#### [SEITENAUSZUG]
+ + + + +

F. William Engdahl

Warum der Westen Angst hat vor »Made in China: 2025«

Im Handelskrieg, den die US-Regierung derzeit gegen China führt, hat sie vor allem einen Aspekt ausdrücklich im Visier – »Made in China: 2025« beziehungsweise »China 2025«, die Initiative, mit deren Hilfe Chinas Regierung die nationale Industrie fit für die Zukunft machen möchte.

Führende westliche Industrienationen, darunter auch Deutschland, sind natürlich alarmiert – allerdings sind sie dafür 10 Jahre zu spät dran. Bislang haben sie sich dummerweise geweigert, gemeinsame Sache mit China zu machen, wenn es um wichtige Entwicklungsprojekte wie die »Neue Seidenstraße«, die »One Belt, One Road«-Initiative, ging. Was aber genau bedeutet »China 2025« für die industrielle Vormachtstellung des Westens, vor allem für die Europäer und Amerikaner?

Bei seinem Amtsantritt 2013 schlug Chinas Präsident Xi Jinping die »One Belt, One Road«-Initiative vor, wie sie inzwischen heißt. Dahinter verbirgt sich ein gewaltiges Netzwerk neuer Infrastrukturprojekte, die sich von China ausgehend über ganz Asien bis hin zum Nahen Osten und zu den Ländern der Europäischen Union erstrecken. 2013 regte Xi die Initiative auf einem Treffen in Kasachstan an, 2015 kam noch eine umfassende Strategie für die Entwicklung der nationalen Industrie hinzu – »Made in China: 2025«.

+ + + + +

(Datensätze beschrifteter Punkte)
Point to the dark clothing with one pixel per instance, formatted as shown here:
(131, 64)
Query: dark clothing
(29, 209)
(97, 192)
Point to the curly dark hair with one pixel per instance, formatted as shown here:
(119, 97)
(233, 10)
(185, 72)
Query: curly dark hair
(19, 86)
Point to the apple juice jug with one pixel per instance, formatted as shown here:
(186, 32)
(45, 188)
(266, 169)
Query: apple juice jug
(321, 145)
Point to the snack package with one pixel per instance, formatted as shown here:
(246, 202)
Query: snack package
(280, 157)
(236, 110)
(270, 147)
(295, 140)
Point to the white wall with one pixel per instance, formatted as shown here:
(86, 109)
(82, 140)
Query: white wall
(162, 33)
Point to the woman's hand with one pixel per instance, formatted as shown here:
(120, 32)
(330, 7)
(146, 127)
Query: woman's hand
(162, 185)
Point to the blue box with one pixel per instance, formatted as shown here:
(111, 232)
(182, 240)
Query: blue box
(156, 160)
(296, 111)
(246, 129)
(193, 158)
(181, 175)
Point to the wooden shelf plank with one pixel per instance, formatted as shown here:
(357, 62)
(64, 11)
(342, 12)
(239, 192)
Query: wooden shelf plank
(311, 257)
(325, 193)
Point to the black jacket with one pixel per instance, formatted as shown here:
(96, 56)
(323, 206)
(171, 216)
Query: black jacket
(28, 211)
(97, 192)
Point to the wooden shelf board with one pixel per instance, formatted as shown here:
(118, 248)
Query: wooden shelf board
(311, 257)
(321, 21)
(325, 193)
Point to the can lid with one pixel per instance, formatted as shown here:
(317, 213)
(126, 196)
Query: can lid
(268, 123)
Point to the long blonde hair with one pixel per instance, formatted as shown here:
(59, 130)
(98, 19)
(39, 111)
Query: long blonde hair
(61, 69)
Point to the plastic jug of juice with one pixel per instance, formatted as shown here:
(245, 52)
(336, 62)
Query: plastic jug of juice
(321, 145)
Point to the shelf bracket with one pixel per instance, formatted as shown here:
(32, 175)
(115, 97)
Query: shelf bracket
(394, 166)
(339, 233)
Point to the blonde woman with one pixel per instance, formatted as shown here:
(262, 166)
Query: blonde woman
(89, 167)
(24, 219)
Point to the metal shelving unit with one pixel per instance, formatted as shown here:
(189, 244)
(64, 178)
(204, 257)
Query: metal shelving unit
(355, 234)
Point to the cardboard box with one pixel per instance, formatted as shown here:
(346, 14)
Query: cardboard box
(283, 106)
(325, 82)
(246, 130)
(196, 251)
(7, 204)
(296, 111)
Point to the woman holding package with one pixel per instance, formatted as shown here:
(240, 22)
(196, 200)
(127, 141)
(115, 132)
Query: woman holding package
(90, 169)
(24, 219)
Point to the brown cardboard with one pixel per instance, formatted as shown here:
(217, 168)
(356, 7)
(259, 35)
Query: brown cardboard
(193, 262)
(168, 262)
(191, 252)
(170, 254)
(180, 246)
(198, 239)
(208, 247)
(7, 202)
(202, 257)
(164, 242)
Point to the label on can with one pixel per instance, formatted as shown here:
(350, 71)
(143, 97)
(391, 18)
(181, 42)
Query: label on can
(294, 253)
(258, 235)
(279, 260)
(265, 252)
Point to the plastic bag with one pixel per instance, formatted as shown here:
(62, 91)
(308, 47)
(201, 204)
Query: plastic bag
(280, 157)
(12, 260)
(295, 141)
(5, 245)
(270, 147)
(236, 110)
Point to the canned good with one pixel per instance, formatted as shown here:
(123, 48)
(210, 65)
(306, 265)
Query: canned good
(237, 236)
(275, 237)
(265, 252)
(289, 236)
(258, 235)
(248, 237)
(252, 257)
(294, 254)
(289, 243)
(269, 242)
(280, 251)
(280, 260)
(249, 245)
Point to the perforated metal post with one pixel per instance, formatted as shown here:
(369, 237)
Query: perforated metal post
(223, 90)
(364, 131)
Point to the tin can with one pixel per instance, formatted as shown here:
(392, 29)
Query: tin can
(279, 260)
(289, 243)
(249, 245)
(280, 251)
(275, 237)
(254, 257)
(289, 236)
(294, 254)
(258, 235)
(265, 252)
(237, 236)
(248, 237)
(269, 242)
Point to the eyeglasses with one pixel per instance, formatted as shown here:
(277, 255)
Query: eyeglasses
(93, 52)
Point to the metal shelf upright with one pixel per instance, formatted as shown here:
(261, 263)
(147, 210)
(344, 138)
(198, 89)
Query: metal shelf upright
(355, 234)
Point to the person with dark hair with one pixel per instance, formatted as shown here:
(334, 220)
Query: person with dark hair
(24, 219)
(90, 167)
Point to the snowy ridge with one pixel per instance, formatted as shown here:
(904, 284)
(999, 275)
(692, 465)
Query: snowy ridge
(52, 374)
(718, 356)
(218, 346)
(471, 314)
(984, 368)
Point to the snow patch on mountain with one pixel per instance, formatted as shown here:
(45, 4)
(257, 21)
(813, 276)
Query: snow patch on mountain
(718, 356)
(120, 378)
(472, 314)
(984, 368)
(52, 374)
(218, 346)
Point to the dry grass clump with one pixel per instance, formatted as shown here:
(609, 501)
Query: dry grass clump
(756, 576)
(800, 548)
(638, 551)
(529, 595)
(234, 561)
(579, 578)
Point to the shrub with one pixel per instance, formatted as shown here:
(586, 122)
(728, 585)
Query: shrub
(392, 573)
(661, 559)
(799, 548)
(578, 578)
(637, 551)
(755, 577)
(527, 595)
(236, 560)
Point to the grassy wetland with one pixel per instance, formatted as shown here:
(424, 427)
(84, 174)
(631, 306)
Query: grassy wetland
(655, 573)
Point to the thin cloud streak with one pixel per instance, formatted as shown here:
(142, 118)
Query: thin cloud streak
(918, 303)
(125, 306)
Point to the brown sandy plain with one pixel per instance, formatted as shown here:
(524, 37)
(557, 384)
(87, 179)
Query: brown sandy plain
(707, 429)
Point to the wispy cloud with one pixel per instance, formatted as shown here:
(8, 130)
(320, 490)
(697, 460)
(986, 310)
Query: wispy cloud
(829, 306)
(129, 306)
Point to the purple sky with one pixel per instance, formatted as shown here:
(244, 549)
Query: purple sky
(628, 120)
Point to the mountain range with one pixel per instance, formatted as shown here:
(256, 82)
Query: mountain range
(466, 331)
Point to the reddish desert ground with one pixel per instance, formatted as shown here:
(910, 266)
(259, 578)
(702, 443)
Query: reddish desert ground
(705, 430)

+ + + + +

#### [ZU ERLEDIGEN]
1: In welchem Land regte Xi Jinping laut dem Seitenauszug im Jahr 2013 die »One Belt, One Road«-Initiative an?
2: Zitieren Sie aus dem Seitenauszug wörtlich die Passage zwischen „Warum der Westen“ und „Zukunft machen möchte.“, beide eingeschlossen.

#### [ANTWORTEN JE AUFGABE]
1: In Kasachstan.

2:
Warum der Westen Angst hat vor »Made in China: 2025«

Im Handelskrieg, den die US-Regierung derzeit gegen China führt, hat sie vor allem einen Aspekt ausdrücklich im Visier – »Made in China: 2025« beziehungsweise »China 2025«, die Initiative, mit deren Hilfe Chinas Regierung die nationale Industrie fit für die Zukunft machen möchte.